## START LISTED ENTRIES

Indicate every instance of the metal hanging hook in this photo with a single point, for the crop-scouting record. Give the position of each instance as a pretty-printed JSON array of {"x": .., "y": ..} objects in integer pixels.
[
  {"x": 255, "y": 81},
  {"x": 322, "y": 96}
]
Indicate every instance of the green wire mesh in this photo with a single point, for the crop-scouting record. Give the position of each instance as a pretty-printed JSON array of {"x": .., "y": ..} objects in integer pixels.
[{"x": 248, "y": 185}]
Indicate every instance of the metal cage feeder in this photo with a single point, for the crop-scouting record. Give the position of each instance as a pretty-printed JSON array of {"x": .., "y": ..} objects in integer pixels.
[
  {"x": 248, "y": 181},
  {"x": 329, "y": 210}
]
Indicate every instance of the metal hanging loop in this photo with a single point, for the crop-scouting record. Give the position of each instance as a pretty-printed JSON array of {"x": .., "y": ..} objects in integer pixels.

## END LISTED ENTRIES

Write down all the entries again without a single difference.

→ EXERCISE RESPONSE
Indicate every instance of the metal hanging hook in this photo with a single point, for the crop-scouting record. Give the position of each instance as a pretty-printed JSON array of {"x": .., "y": ..} objects in integer pixels.
[
  {"x": 255, "y": 81},
  {"x": 322, "y": 96}
]
Indicate every instance of the green wire mesh in this photo with a single point, for the crop-scouting record. Give the position of each instance as a pretty-printed JSON array of {"x": .., "y": ..} objects in integer pixels.
[{"x": 248, "y": 185}]
Indicate every instance of the metal cage feeder in this photo with a single point, for the crop-scouting record. Give the position of each instance as a pretty-printed JSON array of {"x": .., "y": ..} objects in integer pixels.
[
  {"x": 248, "y": 181},
  {"x": 329, "y": 210}
]
Indicate every instance of the metal hanging loop in this photo with a single point, for the crop-scouting record. Give the position of each instance as a pretty-printed JSON array of {"x": .., "y": ..} objects in integer pixels.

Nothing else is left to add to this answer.